### EXTRACTED TEXT
-------

Clearly my questions were strange so she asked for more detail. I told her everything. Her response was quick and simple. “I’m sorry.” She continued that she was not surprised that this woman would do such a thing. She didn’t realize she would take her lies this far but it didn’t shock her.

And so I sit here and type, less than 24 hours after the bomb dropped. Months of looking forward to this opportunity. Of mentally planning and preparing for how I would make my huge debut in the corporate world. Finally feeling that my training and years of public speaking would be used to impact this incredible audience of high powered and important people through leadership training and teaching interpersonal relationship skills. I would be surrounded by brilliant people. Successful people. And I wanted to be one of them.

In truth, I basically fell for a more sophisticated version of the scam email that tells you some lady in Africa died with no one to leave her fortune to and they want it to go to me. ME! Can you imagine? How lucky am I? What a miracle! What a gift! So this story just had a prettier bow and bigger box. But at the end of the day, nothing was inside.

-------

### ENTRIES SUPPLIED

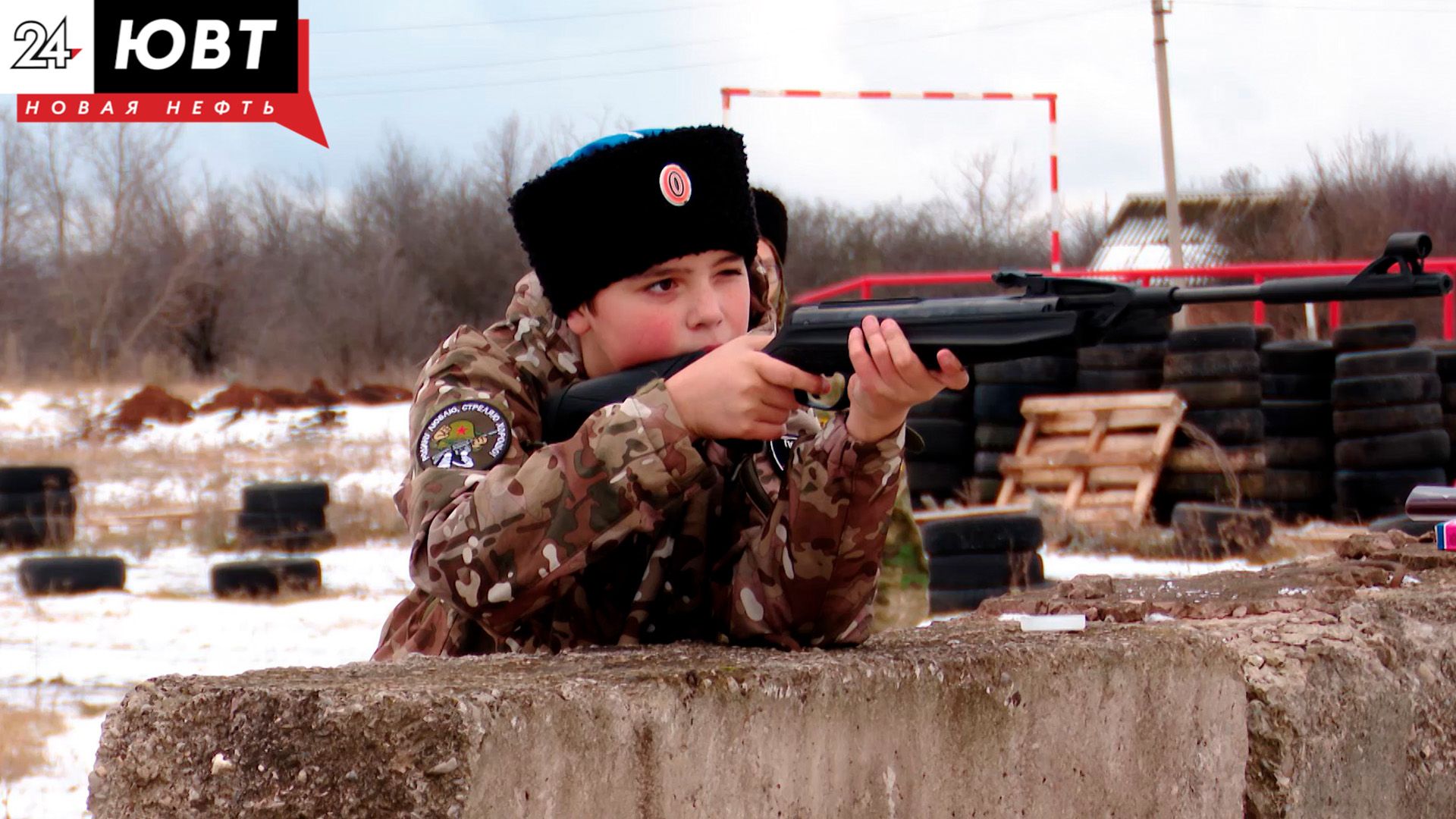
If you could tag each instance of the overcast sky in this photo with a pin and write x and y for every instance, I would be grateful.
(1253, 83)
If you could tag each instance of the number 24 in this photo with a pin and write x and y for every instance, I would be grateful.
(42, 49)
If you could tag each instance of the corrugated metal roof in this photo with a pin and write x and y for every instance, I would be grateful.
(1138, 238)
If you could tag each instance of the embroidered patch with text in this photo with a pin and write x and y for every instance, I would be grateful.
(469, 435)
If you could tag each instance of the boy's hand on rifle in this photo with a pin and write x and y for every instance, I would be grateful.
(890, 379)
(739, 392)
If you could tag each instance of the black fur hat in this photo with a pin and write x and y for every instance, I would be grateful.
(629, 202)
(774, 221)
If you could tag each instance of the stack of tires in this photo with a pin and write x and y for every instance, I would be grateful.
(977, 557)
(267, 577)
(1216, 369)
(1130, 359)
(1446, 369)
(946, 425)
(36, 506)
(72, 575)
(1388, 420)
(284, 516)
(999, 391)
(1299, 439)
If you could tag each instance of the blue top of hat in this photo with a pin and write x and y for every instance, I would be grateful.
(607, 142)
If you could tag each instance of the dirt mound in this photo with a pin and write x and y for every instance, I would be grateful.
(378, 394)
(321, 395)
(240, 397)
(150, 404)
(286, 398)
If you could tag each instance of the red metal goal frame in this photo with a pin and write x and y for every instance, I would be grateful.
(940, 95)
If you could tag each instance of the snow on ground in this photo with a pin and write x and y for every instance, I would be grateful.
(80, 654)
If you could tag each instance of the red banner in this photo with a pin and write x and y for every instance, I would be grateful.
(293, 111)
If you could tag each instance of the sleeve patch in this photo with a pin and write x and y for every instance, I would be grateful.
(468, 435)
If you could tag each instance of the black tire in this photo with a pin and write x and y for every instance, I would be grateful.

-------

### WRITTEN EXERCISE 1
In the account of the corporate speaking scam, how long after the bomb dropped does the writer sit down to type?
### WRITTEN EXERCISE 2
Carry on the account of the corporate speaking scam from the point where it stops.
The records play no part in this work.

### RIGHT ANSWER 1
Less than 24 hours after the bomb dropped.

### RIGHT ANSWER 2
Ultimately we see what we want to see and we believe what we want to believe. I wanted this job. I am qualified for this job. I deserve this job. And while this job doesn’t exist, simultaneously it does…somewhere. And yet, I did nothing ever before she called, to find it.

She lied to me. She deceived me. But the saddest truth of all is how often I lie and deceive myself. If I know this is what I should be doing, why haven’t I taken a single step on my own in that direction? If I want to impact the world on this level, then why do I keep settling for jobs and options that will never get me there?

Don’t get me wrong. I am not blaming myself that I fell victim to someone who is a sociopath. But being that I went through it, I at the very least want to make sure I take some good lessons from the experience.

And step one is that I am going to stop waiting for things to happen and start making them happen. I saw a great quote which reads: “Go where you are celebrated, not where you are tolerated.” For way too long I have settled. I have undermined myself. I have been the very handcuff that hasn’t allowed me to go where I truly want to be.

Yet I have never taken responsibility. It was always someone else’s fault. Or circumstances. Or bad timing. But then the phone rang that day a few months back and I felt that my life could catapult to where it should have always been. And it should. And it can. And it will. But not because of someone else. Only if I do it. Only if I make it happen.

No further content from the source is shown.